● PROBLEM STATEMENT: Can you resume the piece on storing data in DNA, continuing after its last sentence?
---------- QUOTED PASSAGE
It is well known that deoxyribonucleic acid (DNA) stores our human body’s genetic information. However, an increasing number of scientists and futurists have taken inspiration from fossils to reach the most significant breakthrough on how to store information for years without worrying about loss of data. They are recognizing the potential of DNA to store non-genetic information. DNA is made up of four base components
namely: Adenine (A), Guanine (G), Cytosine(C), Thymine (T) [AGCT]. These are considered to be the basic units of DNA.


In our IT industries, the storage of information is in the form of bits (which have two basic units/digits: 0 & 1). For example: (110011101). While DNA
information is stored in strings of four potential base units. For example:

A little after the discovery of the double helix architecture of the DNA, people figured out that the coding language of nature is very much similar to the binary language we use in computers.

So, to store non-genetic information in DNA, we must be able to translate binary data from bits o the four unit structure of DNA data. Although storing of data (encoding) is not difficult, but retrieval of data (decoding) is a bit costly and time-consuming.


DNA storage could be the answer to a uniquely 21st-century problem: information overload. It is estimated that the production of data is set to explode to 160 zettabytes by 2025. Current infrastructure can handle only
a fraction of the coming data deluge, which is expected to consume all of the world’s microchip grade silicon by 2040.

Most digital content ranging from music to satellite images to research files are currently saved on magnetic tape. Although the tape is cheap, it takes up space &needs to be replaced roughly every 10 years.
On the other hand, DNA has an information storage density several orders of magnitude higher than any other known storage technology.

HOW DENSE EXACTLY? Imagine formatting every movie ever made into DNA; it would be smaller than the size of a sugar cube. And it
would last for about 10,000 years.
--------------------
---------- INFORMATION SHOWN
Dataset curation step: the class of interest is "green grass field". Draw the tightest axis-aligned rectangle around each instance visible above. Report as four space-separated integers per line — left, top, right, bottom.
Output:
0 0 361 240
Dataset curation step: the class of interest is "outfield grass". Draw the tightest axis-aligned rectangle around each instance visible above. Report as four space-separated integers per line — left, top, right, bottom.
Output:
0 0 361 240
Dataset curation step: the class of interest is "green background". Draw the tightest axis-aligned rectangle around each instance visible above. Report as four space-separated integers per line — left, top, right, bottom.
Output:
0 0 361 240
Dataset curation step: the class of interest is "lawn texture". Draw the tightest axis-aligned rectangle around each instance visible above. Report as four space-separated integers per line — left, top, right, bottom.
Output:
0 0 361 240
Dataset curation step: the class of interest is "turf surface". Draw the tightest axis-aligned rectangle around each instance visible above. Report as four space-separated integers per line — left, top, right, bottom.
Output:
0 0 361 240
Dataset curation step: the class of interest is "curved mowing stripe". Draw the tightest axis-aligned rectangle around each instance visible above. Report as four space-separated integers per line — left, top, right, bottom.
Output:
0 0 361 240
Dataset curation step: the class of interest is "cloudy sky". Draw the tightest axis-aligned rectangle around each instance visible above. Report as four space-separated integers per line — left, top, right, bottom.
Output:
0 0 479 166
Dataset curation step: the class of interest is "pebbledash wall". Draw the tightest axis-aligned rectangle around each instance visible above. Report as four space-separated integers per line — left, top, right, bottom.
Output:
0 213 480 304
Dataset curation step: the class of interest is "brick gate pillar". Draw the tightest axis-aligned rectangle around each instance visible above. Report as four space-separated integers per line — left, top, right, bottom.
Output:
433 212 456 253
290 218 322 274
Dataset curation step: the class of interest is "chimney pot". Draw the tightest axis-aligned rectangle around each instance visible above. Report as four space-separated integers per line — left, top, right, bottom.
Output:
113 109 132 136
--------------------
● ANSWER TO THE PROBLEM:
Synthetic DNA is like real DNA but is created from scratch by scientists. The data stored on synthetic DNA is kept in test tubes, & not attached to any living organism.

Since DNA uses organic matter, DNA data storage will be far more
efficient than our current data storage mechanisms. Data stored in the molecular form will use the only minimum number of atoms necessary for storage.

Due to the efficiency of DNA storage, the storage capacity of DNA is
massive, i.e., a single gram of synthetic DNA can store over 215 petabytes
of data! Also, another benefit is that DNA can be copied endlessly for free.

In 2016, Microsoft set a record by storing 200 megabytes of data in nucleotide strands, the company used 13,448,372 unique pieces of DNA.

They used the technique of mapping one bit to one base pair; bits are
arranged in multidimensional matrices, and sets of molecules represent their locations in each matrix.


The financial and engineering barriers to viable storage of
non-genetic data in DNA are formidable and this technology is in its infancy. Overcoming these barriers would bring about a revolution in data storage and security, allowing massive amounts of data to be stored securely in just a gram of matter. It would also open up futuristic Brain-Computer Interfaces.